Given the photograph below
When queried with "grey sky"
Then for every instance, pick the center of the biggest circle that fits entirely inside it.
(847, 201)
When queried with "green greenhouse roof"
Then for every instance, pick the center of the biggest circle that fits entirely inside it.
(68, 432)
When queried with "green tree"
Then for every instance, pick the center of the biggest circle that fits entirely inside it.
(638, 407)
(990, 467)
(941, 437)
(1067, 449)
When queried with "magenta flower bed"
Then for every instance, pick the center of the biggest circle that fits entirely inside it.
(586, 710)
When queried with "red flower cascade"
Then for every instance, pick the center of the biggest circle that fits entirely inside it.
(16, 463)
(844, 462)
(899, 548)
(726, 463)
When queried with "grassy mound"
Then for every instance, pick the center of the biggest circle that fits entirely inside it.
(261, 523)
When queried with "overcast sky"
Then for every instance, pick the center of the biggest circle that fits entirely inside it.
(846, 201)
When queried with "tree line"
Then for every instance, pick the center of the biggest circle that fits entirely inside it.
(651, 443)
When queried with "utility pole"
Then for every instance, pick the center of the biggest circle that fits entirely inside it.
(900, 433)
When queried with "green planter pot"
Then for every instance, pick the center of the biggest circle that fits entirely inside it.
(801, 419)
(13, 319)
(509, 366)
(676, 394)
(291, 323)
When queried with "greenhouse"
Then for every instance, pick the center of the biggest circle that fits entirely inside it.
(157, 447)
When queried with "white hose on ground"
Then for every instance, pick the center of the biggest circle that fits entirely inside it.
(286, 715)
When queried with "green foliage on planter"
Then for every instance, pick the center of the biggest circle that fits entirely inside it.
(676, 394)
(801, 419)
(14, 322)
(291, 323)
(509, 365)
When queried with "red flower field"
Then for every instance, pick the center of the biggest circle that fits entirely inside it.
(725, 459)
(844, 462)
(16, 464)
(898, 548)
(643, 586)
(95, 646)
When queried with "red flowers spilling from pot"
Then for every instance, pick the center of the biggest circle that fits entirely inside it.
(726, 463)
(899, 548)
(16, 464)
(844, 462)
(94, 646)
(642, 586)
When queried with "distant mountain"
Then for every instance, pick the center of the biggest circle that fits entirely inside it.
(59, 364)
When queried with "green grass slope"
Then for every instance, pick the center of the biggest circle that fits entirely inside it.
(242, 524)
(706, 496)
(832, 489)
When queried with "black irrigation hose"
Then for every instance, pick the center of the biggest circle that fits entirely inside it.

····················

Your objective - Find the word "hose" in the records and pull out each line that has it.

Exercise result -
When queried with "white hose on ground"
When queried with "black irrigation hose"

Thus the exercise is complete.